** START Data in this exercise **
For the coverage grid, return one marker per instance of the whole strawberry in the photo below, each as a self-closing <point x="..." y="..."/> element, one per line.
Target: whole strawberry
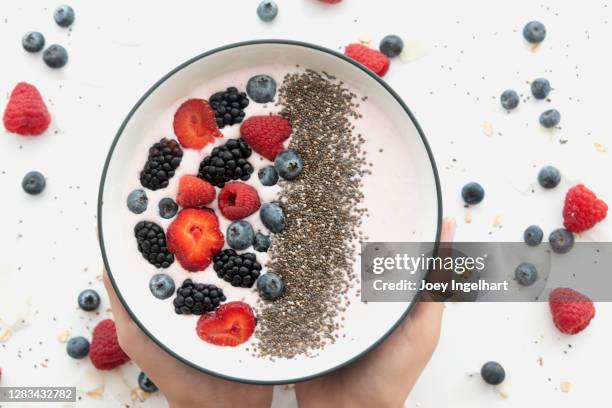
<point x="582" y="209"/>
<point x="571" y="311"/>
<point x="104" y="351"/>
<point x="26" y="112"/>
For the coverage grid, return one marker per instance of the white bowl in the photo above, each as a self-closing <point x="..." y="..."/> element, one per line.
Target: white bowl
<point x="412" y="213"/>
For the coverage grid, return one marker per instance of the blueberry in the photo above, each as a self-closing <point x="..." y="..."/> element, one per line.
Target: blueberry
<point x="493" y="373"/>
<point x="268" y="176"/>
<point x="261" y="88"/>
<point x="288" y="164"/>
<point x="267" y="10"/>
<point x="533" y="235"/>
<point x="33" y="41"/>
<point x="137" y="201"/>
<point x="55" y="56"/>
<point x="549" y="177"/>
<point x="64" y="15"/>
<point x="534" y="32"/>
<point x="270" y="286"/>
<point x="561" y="241"/>
<point x="240" y="235"/>
<point x="167" y="208"/>
<point x="161" y="286"/>
<point x="262" y="242"/>
<point x="33" y="183"/>
<point x="77" y="347"/>
<point x="550" y="118"/>
<point x="272" y="217"/>
<point x="525" y="274"/>
<point x="89" y="300"/>
<point x="540" y="88"/>
<point x="391" y="46"/>
<point x="145" y="383"/>
<point x="472" y="193"/>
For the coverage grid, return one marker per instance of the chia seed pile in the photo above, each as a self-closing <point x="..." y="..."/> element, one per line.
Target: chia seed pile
<point x="316" y="252"/>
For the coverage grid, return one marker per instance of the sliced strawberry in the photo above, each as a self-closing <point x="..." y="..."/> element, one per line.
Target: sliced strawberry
<point x="195" y="125"/>
<point x="230" y="325"/>
<point x="194" y="192"/>
<point x="194" y="238"/>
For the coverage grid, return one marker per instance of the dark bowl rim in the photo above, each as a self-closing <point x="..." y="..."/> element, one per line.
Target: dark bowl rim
<point x="137" y="106"/>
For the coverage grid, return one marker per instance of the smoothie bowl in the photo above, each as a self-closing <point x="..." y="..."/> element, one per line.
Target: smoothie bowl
<point x="234" y="200"/>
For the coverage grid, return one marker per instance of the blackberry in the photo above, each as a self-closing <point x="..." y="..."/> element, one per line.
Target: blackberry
<point x="239" y="270"/>
<point x="227" y="162"/>
<point x="164" y="158"/>
<point x="229" y="106"/>
<point x="197" y="298"/>
<point x="152" y="244"/>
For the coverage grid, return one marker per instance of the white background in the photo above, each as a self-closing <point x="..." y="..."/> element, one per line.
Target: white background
<point x="460" y="57"/>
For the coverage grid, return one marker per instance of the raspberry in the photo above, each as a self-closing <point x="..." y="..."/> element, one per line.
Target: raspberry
<point x="582" y="209"/>
<point x="372" y="59"/>
<point x="105" y="352"/>
<point x="238" y="200"/>
<point x="26" y="112"/>
<point x="572" y="311"/>
<point x="266" y="134"/>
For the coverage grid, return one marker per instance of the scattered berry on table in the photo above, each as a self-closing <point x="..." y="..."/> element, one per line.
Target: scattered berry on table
<point x="194" y="238"/>
<point x="561" y="241"/>
<point x="374" y="60"/>
<point x="55" y="56"/>
<point x="194" y="192"/>
<point x="472" y="193"/>
<point x="238" y="200"/>
<point x="162" y="286"/>
<point x="152" y="244"/>
<point x="64" y="15"/>
<point x="267" y="10"/>
<point x="261" y="88"/>
<point x="288" y="164"/>
<point x="229" y="106"/>
<point x="167" y="208"/>
<point x="33" y="41"/>
<point x="195" y="125"/>
<point x="33" y="183"/>
<point x="533" y="235"/>
<point x="571" y="310"/>
<point x="104" y="351"/>
<point x="239" y="270"/>
<point x="549" y="177"/>
<point x="582" y="209"/>
<point x="509" y="99"/>
<point x="268" y="176"/>
<point x="266" y="134"/>
<point x="145" y="383"/>
<point x="240" y="235"/>
<point x="163" y="159"/>
<point x="89" y="300"/>
<point x="526" y="274"/>
<point x="137" y="201"/>
<point x="197" y="298"/>
<point x="534" y="32"/>
<point x="550" y="118"/>
<point x="493" y="373"/>
<point x="540" y="88"/>
<point x="26" y="112"/>
<point x="270" y="286"/>
<point x="391" y="46"/>
<point x="230" y="325"/>
<point x="77" y="347"/>
<point x="273" y="217"/>
<point x="227" y="162"/>
<point x="262" y="242"/>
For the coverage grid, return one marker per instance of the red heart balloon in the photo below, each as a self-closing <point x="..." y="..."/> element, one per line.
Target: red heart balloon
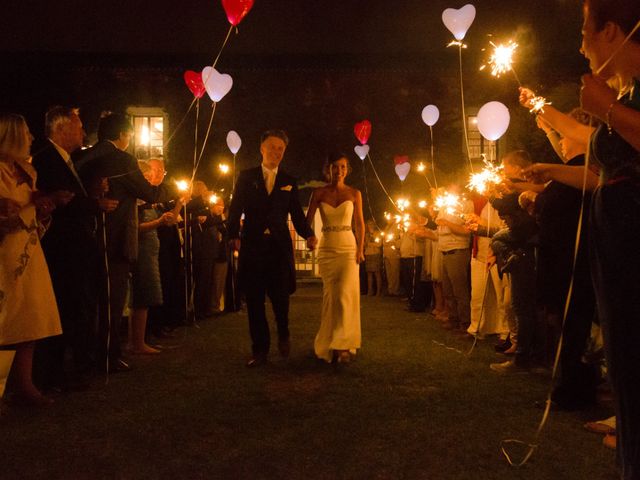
<point x="194" y="83"/>
<point x="362" y="131"/>
<point x="236" y="10"/>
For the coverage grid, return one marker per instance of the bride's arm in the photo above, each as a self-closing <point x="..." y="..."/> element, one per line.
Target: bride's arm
<point x="358" y="220"/>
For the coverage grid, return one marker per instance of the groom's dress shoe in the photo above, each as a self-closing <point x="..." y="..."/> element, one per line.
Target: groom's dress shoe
<point x="256" y="361"/>
<point x="284" y="347"/>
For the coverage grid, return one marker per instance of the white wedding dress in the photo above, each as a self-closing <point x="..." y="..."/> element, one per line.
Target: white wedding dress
<point x="340" y="318"/>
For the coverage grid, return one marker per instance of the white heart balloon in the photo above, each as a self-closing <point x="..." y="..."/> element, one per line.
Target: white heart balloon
<point x="234" y="142"/>
<point x="362" y="151"/>
<point x="217" y="84"/>
<point x="493" y="120"/>
<point x="458" y="21"/>
<point x="430" y="115"/>
<point x="402" y="170"/>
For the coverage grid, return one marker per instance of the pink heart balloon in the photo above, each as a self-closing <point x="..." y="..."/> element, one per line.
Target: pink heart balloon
<point x="194" y="83"/>
<point x="217" y="84"/>
<point x="236" y="10"/>
<point x="362" y="151"/>
<point x="363" y="131"/>
<point x="458" y="21"/>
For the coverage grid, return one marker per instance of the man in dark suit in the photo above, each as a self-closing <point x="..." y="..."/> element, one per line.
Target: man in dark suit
<point x="266" y="196"/>
<point x="71" y="251"/>
<point x="126" y="184"/>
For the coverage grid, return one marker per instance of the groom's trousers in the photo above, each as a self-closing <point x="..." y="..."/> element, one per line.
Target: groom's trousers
<point x="269" y="275"/>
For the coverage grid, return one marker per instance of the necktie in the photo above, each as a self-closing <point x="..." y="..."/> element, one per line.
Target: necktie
<point x="270" y="180"/>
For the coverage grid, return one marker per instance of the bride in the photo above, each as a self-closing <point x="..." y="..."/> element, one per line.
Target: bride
<point x="339" y="255"/>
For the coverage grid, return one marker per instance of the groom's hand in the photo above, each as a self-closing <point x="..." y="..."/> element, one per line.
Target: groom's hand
<point x="234" y="243"/>
<point x="312" y="242"/>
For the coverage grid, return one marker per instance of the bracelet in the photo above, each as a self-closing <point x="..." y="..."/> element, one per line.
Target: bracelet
<point x="608" y="116"/>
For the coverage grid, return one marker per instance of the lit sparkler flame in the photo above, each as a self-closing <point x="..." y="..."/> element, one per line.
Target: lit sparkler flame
<point x="501" y="59"/>
<point x="490" y="175"/>
<point x="182" y="185"/>
<point x="537" y="104"/>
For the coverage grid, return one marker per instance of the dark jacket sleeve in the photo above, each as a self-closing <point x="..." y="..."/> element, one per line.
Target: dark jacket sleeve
<point x="237" y="206"/>
<point x="297" y="215"/>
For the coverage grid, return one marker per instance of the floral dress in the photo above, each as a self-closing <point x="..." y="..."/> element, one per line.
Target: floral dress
<point x="28" y="309"/>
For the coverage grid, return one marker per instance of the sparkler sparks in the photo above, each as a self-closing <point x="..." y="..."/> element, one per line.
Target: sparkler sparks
<point x="489" y="176"/>
<point x="501" y="59"/>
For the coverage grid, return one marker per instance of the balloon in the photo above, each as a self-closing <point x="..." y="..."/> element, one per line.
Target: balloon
<point x="493" y="120"/>
<point x="217" y="84"/>
<point x="459" y="21"/>
<point x="400" y="159"/>
<point x="194" y="83"/>
<point x="236" y="10"/>
<point x="362" y="151"/>
<point x="362" y="131"/>
<point x="402" y="170"/>
<point x="234" y="142"/>
<point x="430" y="115"/>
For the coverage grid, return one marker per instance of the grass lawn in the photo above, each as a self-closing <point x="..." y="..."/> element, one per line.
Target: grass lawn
<point x="407" y="408"/>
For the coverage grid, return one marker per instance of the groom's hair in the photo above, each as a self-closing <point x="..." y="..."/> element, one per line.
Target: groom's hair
<point x="281" y="134"/>
<point x="331" y="159"/>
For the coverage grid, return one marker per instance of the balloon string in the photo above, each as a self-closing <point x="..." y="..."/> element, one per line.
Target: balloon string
<point x="464" y="114"/>
<point x="433" y="161"/>
<point x="567" y="305"/>
<point x="204" y="144"/>
<point x="215" y="62"/>
<point x="381" y="185"/>
<point x="180" y="123"/>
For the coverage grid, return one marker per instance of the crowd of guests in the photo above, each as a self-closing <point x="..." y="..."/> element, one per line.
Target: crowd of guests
<point x="91" y="237"/>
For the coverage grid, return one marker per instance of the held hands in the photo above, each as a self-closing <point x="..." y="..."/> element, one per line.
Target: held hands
<point x="596" y="96"/>
<point x="312" y="242"/>
<point x="168" y="218"/>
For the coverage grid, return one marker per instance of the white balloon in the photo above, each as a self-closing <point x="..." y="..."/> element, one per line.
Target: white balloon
<point x="458" y="21"/>
<point x="430" y="115"/>
<point x="234" y="142"/>
<point x="402" y="170"/>
<point x="217" y="84"/>
<point x="362" y="151"/>
<point x="493" y="120"/>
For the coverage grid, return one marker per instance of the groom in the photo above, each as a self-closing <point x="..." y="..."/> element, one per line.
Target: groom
<point x="267" y="195"/>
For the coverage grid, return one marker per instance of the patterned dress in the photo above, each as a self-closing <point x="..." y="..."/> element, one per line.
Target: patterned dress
<point x="28" y="309"/>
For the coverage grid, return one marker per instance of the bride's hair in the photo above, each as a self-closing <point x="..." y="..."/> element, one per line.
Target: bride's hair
<point x="331" y="159"/>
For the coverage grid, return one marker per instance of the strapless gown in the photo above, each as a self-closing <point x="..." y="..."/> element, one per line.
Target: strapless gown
<point x="340" y="317"/>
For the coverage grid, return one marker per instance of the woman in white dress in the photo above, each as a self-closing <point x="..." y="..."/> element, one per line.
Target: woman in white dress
<point x="339" y="254"/>
<point x="28" y="310"/>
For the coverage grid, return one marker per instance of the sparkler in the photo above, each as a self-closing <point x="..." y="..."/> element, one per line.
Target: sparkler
<point x="449" y="202"/>
<point x="501" y="60"/>
<point x="489" y="176"/>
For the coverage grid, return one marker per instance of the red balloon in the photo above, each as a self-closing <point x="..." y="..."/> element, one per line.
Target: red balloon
<point x="362" y="131"/>
<point x="236" y="10"/>
<point x="194" y="82"/>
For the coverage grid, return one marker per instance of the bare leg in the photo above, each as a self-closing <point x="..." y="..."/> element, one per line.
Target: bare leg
<point x="137" y="331"/>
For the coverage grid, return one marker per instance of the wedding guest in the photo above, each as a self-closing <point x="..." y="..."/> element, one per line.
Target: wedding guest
<point x="28" y="310"/>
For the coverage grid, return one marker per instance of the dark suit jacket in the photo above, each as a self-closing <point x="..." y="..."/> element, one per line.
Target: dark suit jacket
<point x="73" y="223"/>
<point x="127" y="185"/>
<point x="263" y="211"/>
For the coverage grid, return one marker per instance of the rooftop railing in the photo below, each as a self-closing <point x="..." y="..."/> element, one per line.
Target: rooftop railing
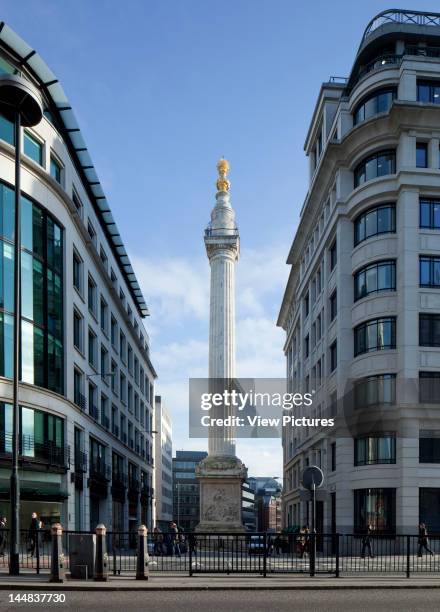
<point x="418" y="18"/>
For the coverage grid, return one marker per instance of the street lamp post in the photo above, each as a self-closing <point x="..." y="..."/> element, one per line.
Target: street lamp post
<point x="20" y="102"/>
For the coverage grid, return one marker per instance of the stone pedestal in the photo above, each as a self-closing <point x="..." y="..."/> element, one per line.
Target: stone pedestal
<point x="220" y="494"/>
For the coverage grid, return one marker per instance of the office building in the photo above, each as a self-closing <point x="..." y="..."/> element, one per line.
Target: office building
<point x="361" y="308"/>
<point x="163" y="466"/>
<point x="87" y="381"/>
<point x="186" y="500"/>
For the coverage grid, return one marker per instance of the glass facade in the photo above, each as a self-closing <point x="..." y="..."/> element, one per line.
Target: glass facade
<point x="379" y="101"/>
<point x="375" y="507"/>
<point x="375" y="335"/>
<point x="378" y="220"/>
<point x="42" y="293"/>
<point x="41" y="435"/>
<point x="375" y="391"/>
<point x="430" y="214"/>
<point x="380" y="164"/>
<point x="429" y="271"/>
<point x="375" y="449"/>
<point x="376" y="277"/>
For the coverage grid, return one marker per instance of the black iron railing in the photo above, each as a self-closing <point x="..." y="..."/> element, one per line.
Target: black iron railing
<point x="246" y="553"/>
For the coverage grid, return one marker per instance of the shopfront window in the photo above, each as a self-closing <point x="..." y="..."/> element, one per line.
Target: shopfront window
<point x="375" y="507"/>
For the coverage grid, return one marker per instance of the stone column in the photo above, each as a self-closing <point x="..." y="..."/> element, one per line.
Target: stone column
<point x="221" y="473"/>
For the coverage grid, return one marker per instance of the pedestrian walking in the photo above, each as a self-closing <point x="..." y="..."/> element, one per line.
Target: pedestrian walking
<point x="423" y="541"/>
<point x="3" y="533"/>
<point x="366" y="543"/>
<point x="33" y="533"/>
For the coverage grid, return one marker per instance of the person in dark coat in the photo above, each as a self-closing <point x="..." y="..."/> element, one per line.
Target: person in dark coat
<point x="366" y="543"/>
<point x="423" y="540"/>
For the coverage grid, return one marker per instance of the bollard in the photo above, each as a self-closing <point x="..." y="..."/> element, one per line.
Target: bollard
<point x="142" y="556"/>
<point x="101" y="558"/>
<point x="57" y="566"/>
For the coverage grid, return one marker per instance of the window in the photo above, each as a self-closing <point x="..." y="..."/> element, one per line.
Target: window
<point x="375" y="507"/>
<point x="104" y="364"/>
<point x="428" y="92"/>
<point x="113" y="377"/>
<point x="422" y="155"/>
<point x="376" y="277"/>
<point x="379" y="164"/>
<point x="429" y="387"/>
<point x="333" y="305"/>
<point x="7" y="130"/>
<point x="123" y="388"/>
<point x="92" y="348"/>
<point x="103" y="257"/>
<point x="33" y="148"/>
<point x="306" y="304"/>
<point x="375" y="449"/>
<point x="42" y="362"/>
<point x="375" y="221"/>
<point x="429" y="271"/>
<point x="77" y="271"/>
<point x="333" y="256"/>
<point x="103" y="315"/>
<point x="430" y="214"/>
<point x="371" y="391"/>
<point x="306" y="346"/>
<point x="375" y="335"/>
<point x="122" y="346"/>
<point x="113" y="330"/>
<point x="333" y="356"/>
<point x="77" y="330"/>
<point x="55" y="169"/>
<point x="379" y="101"/>
<point x="78" y="386"/>
<point x="93" y="406"/>
<point x="429" y="447"/>
<point x="91" y="295"/>
<point x="429" y="329"/>
<point x="77" y="203"/>
<point x="91" y="231"/>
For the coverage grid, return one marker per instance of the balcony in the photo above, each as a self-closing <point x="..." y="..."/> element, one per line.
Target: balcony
<point x="100" y="470"/>
<point x="80" y="461"/>
<point x="80" y="400"/>
<point x="33" y="451"/>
** END Data in this exercise **
Repeat, exactly and only, the lines above from the one containing "of the person" through the end of the material.

For the coverage grid, return one marker per instance of the person in dark coat in the photo above, each as a self-closing <point x="..." y="..."/> element, one per line.
Target: person in dark coat
<point x="366" y="543"/>
<point x="423" y="540"/>
For the coverage grid, return one marker per instance of the bollard in the photo above, each as a self-closing <point x="..." y="..."/> element, one per line.
Target: bollard
<point x="142" y="556"/>
<point x="101" y="558"/>
<point x="57" y="566"/>
For the coverage grid, return one marker per instance of the window in the photo above, each as a self-closing <point x="..." y="..."/> element, one per line.
Target: window
<point x="375" y="507"/>
<point x="104" y="364"/>
<point x="428" y="92"/>
<point x="113" y="377"/>
<point x="422" y="155"/>
<point x="376" y="277"/>
<point x="379" y="164"/>
<point x="429" y="387"/>
<point x="333" y="305"/>
<point x="7" y="130"/>
<point x="123" y="388"/>
<point x="92" y="348"/>
<point x="103" y="257"/>
<point x="33" y="148"/>
<point x="306" y="304"/>
<point x="375" y="449"/>
<point x="42" y="362"/>
<point x="375" y="221"/>
<point x="429" y="271"/>
<point x="77" y="271"/>
<point x="333" y="256"/>
<point x="103" y="315"/>
<point x="430" y="214"/>
<point x="371" y="391"/>
<point x="306" y="346"/>
<point x="375" y="335"/>
<point x="122" y="346"/>
<point x="113" y="330"/>
<point x="333" y="356"/>
<point x="77" y="330"/>
<point x="55" y="169"/>
<point x="379" y="101"/>
<point x="78" y="386"/>
<point x="93" y="406"/>
<point x="429" y="447"/>
<point x="91" y="295"/>
<point x="429" y="329"/>
<point x="77" y="203"/>
<point x="91" y="231"/>
For the coverage grid, return one marker per instance of the balcony in the photo above, each as a self-closing <point x="..." y="..."/> element, one per line.
Target: balcony
<point x="100" y="470"/>
<point x="80" y="461"/>
<point x="80" y="400"/>
<point x="33" y="451"/>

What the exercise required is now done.